> TASK TO COMPLETE: Write each record again exactly as it stands.

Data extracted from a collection

-------

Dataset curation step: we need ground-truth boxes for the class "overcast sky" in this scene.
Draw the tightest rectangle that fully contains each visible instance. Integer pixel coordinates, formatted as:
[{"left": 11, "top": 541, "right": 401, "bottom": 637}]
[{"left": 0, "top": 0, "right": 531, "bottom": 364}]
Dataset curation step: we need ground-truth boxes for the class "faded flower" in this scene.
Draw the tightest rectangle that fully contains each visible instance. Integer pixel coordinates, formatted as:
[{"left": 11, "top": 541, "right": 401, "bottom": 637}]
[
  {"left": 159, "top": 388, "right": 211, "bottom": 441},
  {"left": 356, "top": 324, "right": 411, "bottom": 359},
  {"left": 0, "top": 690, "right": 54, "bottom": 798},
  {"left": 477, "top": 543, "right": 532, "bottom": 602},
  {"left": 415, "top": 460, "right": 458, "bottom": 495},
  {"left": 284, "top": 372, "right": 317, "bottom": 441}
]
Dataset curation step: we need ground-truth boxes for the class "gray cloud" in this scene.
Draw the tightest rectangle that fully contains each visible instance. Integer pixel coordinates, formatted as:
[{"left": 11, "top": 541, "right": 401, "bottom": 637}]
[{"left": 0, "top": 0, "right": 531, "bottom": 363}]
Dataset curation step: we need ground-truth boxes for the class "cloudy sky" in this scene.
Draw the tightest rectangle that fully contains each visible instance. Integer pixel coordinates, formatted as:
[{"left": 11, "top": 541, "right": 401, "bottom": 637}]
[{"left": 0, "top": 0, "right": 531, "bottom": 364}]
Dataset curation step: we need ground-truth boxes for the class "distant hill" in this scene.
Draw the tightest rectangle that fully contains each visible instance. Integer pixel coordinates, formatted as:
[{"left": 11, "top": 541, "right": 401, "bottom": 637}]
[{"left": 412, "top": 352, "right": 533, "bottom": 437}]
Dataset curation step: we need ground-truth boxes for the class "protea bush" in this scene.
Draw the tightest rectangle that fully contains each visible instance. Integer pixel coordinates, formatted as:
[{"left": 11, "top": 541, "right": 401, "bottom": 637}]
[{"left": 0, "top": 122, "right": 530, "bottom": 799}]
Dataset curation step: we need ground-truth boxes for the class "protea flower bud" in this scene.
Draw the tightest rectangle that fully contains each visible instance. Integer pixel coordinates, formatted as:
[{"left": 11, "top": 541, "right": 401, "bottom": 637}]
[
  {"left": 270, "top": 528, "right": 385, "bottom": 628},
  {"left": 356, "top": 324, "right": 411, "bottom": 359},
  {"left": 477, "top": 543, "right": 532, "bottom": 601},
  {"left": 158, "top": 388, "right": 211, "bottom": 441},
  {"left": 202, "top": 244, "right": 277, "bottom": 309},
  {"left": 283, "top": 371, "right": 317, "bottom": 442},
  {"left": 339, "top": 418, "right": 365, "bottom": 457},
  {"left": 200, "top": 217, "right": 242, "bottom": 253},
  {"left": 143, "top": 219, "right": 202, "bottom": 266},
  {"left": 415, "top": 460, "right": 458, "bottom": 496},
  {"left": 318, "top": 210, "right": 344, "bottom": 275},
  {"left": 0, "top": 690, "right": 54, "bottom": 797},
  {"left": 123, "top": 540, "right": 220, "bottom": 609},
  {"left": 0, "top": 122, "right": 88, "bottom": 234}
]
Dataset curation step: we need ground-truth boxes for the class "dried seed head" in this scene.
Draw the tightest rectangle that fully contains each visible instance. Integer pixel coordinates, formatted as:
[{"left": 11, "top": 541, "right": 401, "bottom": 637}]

-------

> OUTPUT BELOW:
Dataset curation step: we need ground-truth boxes for the class "overcast sky" in this scene.
Draw the tightest rectangle that fully contains each visible instance. Integer pixel coordinates, formatted as:
[{"left": 11, "top": 541, "right": 401, "bottom": 637}]
[{"left": 0, "top": 0, "right": 531, "bottom": 364}]
Dataset curation step: we need ground-truth boxes for the class "faded flower" in this scene.
Draw the tightest rectangle that fully contains each visible instance. Integer pixel coordinates, formatted as:
[{"left": 11, "top": 541, "right": 401, "bottom": 637}]
[
  {"left": 159, "top": 388, "right": 211, "bottom": 441},
  {"left": 356, "top": 324, "right": 411, "bottom": 359},
  {"left": 0, "top": 690, "right": 54, "bottom": 798},
  {"left": 477, "top": 543, "right": 532, "bottom": 602},
  {"left": 415, "top": 460, "right": 458, "bottom": 495},
  {"left": 284, "top": 372, "right": 317, "bottom": 441}
]
Dataset curation step: we need ground-truth boxes for the class "gray cloud" in this scene.
Draw the tightest rectangle that fully contains each visible instance. Integer pixel coordinates, formatted as:
[{"left": 11, "top": 541, "right": 401, "bottom": 637}]
[{"left": 0, "top": 0, "right": 531, "bottom": 363}]
Dataset curation step: we need ground-truth boxes for the class "cloudy sky" in this scene.
Draw the tightest rectangle that fully contains each visible instance. Integer pixel coordinates, formatted as:
[{"left": 11, "top": 541, "right": 401, "bottom": 637}]
[{"left": 0, "top": 0, "right": 531, "bottom": 364}]
Dataset curation step: we need ground-truth boxes for the class "distant hill" in this scene.
Draw the tightest rectangle that fully contains each visible instance. Integer pixel coordinates, formatted as:
[{"left": 11, "top": 541, "right": 401, "bottom": 637}]
[{"left": 412, "top": 352, "right": 533, "bottom": 437}]
Dataset curation step: we need ground-truth boxes for the class "protea bush" in this scene.
Draw the tightest rectangle that fully contains each visible instance. Integer pixel coordinates, formatted as:
[{"left": 11, "top": 541, "right": 401, "bottom": 637}]
[{"left": 0, "top": 122, "right": 530, "bottom": 799}]
Dataset curation step: we need ground-truth boxes for the class "protea flower bud" in this scene.
Draw the tightest rectangle that fully contains each visible instance. Integer pixel coordinates, formatted as:
[{"left": 11, "top": 541, "right": 401, "bottom": 637}]
[
  {"left": 270, "top": 528, "right": 385, "bottom": 628},
  {"left": 356, "top": 324, "right": 411, "bottom": 359},
  {"left": 477, "top": 543, "right": 532, "bottom": 601},
  {"left": 158, "top": 388, "right": 211, "bottom": 441},
  {"left": 202, "top": 244, "right": 277, "bottom": 309},
  {"left": 283, "top": 371, "right": 317, "bottom": 442},
  {"left": 339, "top": 418, "right": 365, "bottom": 457},
  {"left": 200, "top": 217, "right": 242, "bottom": 253},
  {"left": 143, "top": 219, "right": 202, "bottom": 266},
  {"left": 415, "top": 460, "right": 458, "bottom": 496},
  {"left": 318, "top": 210, "right": 344, "bottom": 275},
  {"left": 0, "top": 690, "right": 54, "bottom": 797},
  {"left": 123, "top": 540, "right": 220, "bottom": 609},
  {"left": 0, "top": 122, "right": 88, "bottom": 234}
]
Dataset curation step: we need ground-truth boxes for the class "dried seed head" in this scene.
Draw the tightest rectangle that fully contains each visible instance. Integer pixel coordinates, formatted as:
[{"left": 11, "top": 541, "right": 401, "bottom": 637}]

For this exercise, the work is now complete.